Reproduce the lines verbatim, from the line containing "Locate the hotel" through the line containing "Target: hotel building facade", inclusive of both.

WORKING DATA:
++++++++++++++++++++

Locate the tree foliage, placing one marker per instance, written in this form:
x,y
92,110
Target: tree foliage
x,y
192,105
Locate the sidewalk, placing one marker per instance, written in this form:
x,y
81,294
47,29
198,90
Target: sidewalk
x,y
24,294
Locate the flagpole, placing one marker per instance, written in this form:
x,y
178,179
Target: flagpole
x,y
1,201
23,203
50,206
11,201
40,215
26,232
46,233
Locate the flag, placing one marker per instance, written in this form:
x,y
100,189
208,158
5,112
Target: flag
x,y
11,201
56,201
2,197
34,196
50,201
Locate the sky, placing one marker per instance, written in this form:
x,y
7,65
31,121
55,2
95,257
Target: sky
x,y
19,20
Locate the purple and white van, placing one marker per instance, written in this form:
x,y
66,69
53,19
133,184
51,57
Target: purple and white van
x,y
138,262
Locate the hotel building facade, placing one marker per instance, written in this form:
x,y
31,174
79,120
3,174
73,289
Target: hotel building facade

++++++++++++++++++++

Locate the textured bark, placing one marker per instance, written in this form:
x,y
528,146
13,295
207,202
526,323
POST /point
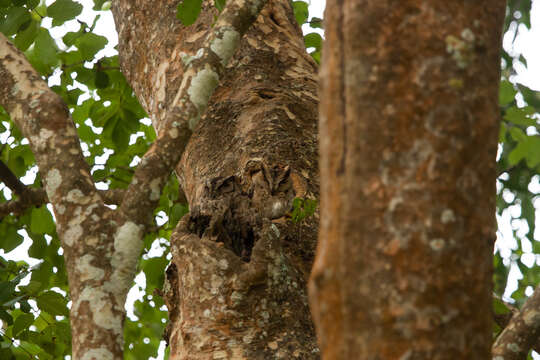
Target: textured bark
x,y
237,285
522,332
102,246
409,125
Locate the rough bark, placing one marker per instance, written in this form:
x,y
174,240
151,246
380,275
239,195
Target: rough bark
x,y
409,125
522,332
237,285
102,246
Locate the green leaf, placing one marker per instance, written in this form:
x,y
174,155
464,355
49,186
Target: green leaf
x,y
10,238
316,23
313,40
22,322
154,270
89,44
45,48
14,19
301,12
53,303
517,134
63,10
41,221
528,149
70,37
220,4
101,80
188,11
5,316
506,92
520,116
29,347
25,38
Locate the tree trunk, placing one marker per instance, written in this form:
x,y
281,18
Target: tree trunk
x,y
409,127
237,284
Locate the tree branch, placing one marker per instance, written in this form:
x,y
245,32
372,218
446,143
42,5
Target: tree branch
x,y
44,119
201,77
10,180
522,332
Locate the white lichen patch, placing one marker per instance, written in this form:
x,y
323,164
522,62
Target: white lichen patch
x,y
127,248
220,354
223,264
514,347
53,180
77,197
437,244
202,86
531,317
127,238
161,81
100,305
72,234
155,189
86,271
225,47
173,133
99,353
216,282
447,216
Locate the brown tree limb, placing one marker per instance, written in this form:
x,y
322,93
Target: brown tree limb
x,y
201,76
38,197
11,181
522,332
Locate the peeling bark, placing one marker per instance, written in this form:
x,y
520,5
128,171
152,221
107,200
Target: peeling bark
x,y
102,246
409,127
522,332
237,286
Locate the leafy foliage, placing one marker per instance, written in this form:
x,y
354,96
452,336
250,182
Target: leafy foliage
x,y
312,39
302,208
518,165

++++++++++++++++++++

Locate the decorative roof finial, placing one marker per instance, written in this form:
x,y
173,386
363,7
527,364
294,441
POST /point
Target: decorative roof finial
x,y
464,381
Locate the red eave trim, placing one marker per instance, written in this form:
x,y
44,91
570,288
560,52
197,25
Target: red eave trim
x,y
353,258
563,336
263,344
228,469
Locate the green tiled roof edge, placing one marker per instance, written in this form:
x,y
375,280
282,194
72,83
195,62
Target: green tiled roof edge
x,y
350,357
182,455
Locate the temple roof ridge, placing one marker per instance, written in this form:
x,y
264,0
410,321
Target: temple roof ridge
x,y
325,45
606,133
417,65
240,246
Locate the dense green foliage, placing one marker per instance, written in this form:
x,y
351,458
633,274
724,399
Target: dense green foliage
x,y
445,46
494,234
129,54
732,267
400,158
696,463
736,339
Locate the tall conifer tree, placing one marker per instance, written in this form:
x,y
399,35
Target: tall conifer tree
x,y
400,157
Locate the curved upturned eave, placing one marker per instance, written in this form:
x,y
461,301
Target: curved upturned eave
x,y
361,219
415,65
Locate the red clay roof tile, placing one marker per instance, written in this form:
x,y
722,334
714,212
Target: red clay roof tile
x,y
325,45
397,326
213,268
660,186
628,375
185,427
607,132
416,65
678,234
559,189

++++++++++++++++++++

ANSWER FOR THE TASK:
Locate the hotel building facade, placing one marker per instance, written in this form:
x,y
31,174
79,120
3,174
73,289
Target: hotel building facade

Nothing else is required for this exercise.